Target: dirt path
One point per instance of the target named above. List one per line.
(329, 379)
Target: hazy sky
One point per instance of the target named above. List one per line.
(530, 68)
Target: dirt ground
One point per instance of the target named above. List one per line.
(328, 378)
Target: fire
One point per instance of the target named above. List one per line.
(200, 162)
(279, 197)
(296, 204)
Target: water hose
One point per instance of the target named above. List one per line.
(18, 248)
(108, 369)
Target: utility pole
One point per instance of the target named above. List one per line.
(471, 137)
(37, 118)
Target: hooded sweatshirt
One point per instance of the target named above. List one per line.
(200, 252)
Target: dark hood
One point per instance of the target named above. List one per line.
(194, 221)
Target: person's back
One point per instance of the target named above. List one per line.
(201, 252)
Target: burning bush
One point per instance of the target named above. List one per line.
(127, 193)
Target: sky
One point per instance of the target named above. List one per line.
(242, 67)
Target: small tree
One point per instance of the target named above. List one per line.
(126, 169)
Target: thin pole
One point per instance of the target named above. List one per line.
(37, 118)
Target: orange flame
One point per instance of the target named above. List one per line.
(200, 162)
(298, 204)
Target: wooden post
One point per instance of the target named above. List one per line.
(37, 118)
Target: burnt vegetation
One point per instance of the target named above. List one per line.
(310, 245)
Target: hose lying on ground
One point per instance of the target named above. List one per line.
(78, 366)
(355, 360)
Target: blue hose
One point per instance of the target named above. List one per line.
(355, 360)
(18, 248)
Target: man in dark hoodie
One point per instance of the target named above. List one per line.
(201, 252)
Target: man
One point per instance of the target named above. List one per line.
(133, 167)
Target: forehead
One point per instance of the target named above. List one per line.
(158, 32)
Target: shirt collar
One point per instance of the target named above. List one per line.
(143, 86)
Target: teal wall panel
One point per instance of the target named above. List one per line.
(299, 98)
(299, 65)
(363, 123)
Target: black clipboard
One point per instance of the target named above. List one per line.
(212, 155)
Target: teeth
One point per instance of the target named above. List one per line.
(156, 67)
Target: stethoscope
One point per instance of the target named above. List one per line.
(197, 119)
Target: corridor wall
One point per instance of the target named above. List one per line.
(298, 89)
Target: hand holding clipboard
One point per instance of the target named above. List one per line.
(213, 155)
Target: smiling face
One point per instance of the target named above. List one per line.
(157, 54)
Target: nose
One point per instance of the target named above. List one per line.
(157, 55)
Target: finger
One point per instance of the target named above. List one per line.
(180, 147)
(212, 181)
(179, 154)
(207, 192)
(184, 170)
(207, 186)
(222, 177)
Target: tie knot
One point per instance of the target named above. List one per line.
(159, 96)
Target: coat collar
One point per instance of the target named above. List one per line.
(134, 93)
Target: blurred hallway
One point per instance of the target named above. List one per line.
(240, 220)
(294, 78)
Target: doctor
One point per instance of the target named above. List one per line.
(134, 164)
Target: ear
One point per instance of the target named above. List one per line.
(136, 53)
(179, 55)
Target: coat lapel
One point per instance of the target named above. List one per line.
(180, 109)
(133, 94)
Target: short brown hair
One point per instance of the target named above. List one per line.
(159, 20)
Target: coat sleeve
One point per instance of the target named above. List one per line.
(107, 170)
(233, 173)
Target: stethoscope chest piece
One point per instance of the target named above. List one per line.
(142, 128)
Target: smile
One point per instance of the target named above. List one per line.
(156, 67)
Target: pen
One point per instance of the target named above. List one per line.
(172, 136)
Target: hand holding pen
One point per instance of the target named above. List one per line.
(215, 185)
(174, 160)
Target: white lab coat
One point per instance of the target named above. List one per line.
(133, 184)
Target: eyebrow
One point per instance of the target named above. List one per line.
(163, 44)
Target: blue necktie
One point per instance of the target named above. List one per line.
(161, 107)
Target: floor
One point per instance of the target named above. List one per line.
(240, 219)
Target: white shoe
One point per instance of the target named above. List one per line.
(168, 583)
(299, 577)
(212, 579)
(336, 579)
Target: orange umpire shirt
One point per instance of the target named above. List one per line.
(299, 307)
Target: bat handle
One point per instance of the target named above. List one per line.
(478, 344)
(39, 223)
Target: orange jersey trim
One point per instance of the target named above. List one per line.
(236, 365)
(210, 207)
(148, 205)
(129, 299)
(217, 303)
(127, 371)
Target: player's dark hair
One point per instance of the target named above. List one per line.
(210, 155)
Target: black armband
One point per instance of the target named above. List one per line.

══════════════════════════════

◆ **Your task**
Could you copy out every one of the lines above again, word for word and in the same order?

◆ **Result**
Target: dirt path
One point per instance of the target named above. List one per line.
(329, 379)
Target: hazy sky
One point per instance of the target named above. List one per line.
(530, 68)
Target: dirt ground
One point per instance of the target named above. List one per line.
(328, 378)
Target: fire
One point per instance of the target named above. List one per line.
(200, 162)
(279, 197)
(296, 204)
Target: water hose
One point per instance of the target named above. List one per line.
(18, 248)
(108, 369)
Target: utility pole
One point per instance of the target named above. List one per line.
(471, 137)
(37, 118)
Target: hooded sweatshirt
One point per instance of the target named above. List one per line.
(200, 252)
Target: dark hood
One point per instance of the target named above. List one per line.
(194, 221)
Target: person's back
One point per instance of the target named above. List one per line.
(201, 252)
Target: burning bush
One point per instance of the target named above. List one per line.
(127, 193)
Target: sky
One point per instance of the target named above. List one per line.
(242, 67)
Target: small tree
One point per instance of the target named above. List one per line.
(126, 169)
Target: thin pole
One point per instance of the target named above. List one per line.
(37, 118)
Target: orange flame
One point per instance of the target named above. List one per line.
(200, 162)
(298, 204)
Target: wooden post
One point per instance of the target named above. List one per line.
(37, 118)
Target: burnt vegetation
One point per instance of the target named above. List one per line.
(310, 245)
Target: hose lying on ground
One point per instance of the target named above. List one per line.
(78, 366)
(355, 360)
Target: blue hose
One point per instance of the target named above. List one per line.
(355, 360)
(18, 248)
Target: man in dark hoodie
One point per instance of the target named above. List one per line.
(201, 252)
Target: man
One point per instance of the target named above. List one per line.
(133, 167)
Target: forehead
One point per instance of the target named above. List one per line.
(158, 32)
Target: shirt collar
One point per instance of the target named above. List one per line.
(143, 86)
Target: teal wall panel
One point per instance of the target named above. List one per line.
(299, 98)
(299, 65)
(363, 123)
Target: black clipboard
One point per instance of the target named above. List one per line.
(212, 155)
Target: teeth
One point per instance of the target named above. List one per line.
(156, 67)
Target: stethoscope
One point per instance of the target named above. List one per line.
(197, 119)
Target: corridor wall
One point per instance of the target named above. List one per line.
(298, 89)
Target: hand holding clipboard
One point per instance of the target named above. List one per line.
(213, 155)
Target: smiling face
One point per instance of the target named above. List one per line.
(157, 54)
Target: nose
One point per instance of the target named above. List one per line.
(157, 55)
Target: finger
One point per instance of the target named above. List one per line.
(180, 147)
(212, 181)
(179, 154)
(207, 192)
(184, 170)
(207, 186)
(222, 177)
Target: tie knot
One point per instance of the target named above. List one per line.
(159, 96)
Target: coat collar
One point per instance of the target named above. List one per line.
(134, 93)
Target: blurred hallway
One point per instance of the target named above. List one per line.
(240, 220)
(294, 78)
Target: doctor
One point per instance of the target named above. List one per line.
(134, 164)
Target: ear
One point per instance of the target named above. List one per line.
(136, 53)
(179, 55)
Target: coat lapel
One point per instance of the target named above. List one per line.
(180, 109)
(133, 94)
Target: short brown hair
One point per instance of the target named above. List one per line.
(159, 20)
Target: coat sleeve
One point per instance of the target named above. List one per line.
(107, 170)
(233, 173)
Target: stethoscope chest piece
One point per instance of the target named above. List one per line.
(142, 128)
Target: smile
One point per instance of the target named above. List one per line.
(156, 67)
Target: pen
One point per instance of the target named above. List one per line.
(172, 136)
Target: hand holding pen
One point per instance of the target named above. List one per line.
(215, 185)
(174, 160)
Target: white lab coat
One point per instance of the target named above. List one per line.
(133, 184)
Target: eyebrow
One point per instance of the target named above. List one per line.
(163, 44)
Target: blue necktie
One point per instance of the target named above. List one per line.
(161, 107)
Target: floor
One point per instance of the target named above. List one per line.
(240, 219)
Target: white shoe
One point per instance of the target named above. List one per line.
(168, 583)
(299, 577)
(212, 579)
(336, 579)
Target: orange umpire shirt
One point per instance of the target named above. List one per line.
(299, 307)
Target: bat handle
One point per instance of the target named above. List one per line.
(478, 344)
(39, 223)
Target: orange jersey trim
One point per instance of the target named above. List one per line.
(236, 365)
(210, 207)
(148, 205)
(129, 299)
(217, 303)
(127, 371)
Target: player's dark hair
One point per instance of the target named above. List one per line.
(210, 155)
Target: black armband
One point per instance of the target named above. List one per line.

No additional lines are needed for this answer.